INFORMATION SHOWN:
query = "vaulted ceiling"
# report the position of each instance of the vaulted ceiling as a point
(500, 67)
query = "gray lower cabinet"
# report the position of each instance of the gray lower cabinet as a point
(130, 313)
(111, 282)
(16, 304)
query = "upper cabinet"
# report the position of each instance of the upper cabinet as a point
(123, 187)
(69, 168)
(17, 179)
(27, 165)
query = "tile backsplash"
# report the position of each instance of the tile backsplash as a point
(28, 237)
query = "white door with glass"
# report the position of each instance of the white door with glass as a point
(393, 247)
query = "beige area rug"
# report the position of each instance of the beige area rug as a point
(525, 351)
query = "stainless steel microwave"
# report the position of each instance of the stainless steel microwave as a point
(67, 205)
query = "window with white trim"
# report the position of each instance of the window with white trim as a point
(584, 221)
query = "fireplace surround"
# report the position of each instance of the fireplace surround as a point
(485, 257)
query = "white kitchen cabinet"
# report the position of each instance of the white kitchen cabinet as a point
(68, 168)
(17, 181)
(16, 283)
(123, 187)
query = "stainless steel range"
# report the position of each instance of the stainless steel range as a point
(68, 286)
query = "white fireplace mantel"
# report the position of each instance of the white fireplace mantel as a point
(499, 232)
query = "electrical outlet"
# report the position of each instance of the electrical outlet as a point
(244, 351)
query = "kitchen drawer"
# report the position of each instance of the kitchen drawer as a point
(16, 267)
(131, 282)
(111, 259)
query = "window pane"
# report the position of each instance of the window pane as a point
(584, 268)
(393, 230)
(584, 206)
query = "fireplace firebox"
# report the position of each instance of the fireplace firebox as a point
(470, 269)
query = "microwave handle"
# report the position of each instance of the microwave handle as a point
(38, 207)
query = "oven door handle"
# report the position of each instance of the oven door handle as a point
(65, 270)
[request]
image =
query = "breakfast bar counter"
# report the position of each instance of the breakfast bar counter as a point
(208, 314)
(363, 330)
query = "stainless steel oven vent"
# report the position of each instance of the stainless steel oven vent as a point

EXERCISE REQUIREMENTS:
Looking at the entries above, determine how many lines contain the word "vent" and state only that number.

ANSWER SECTION:
2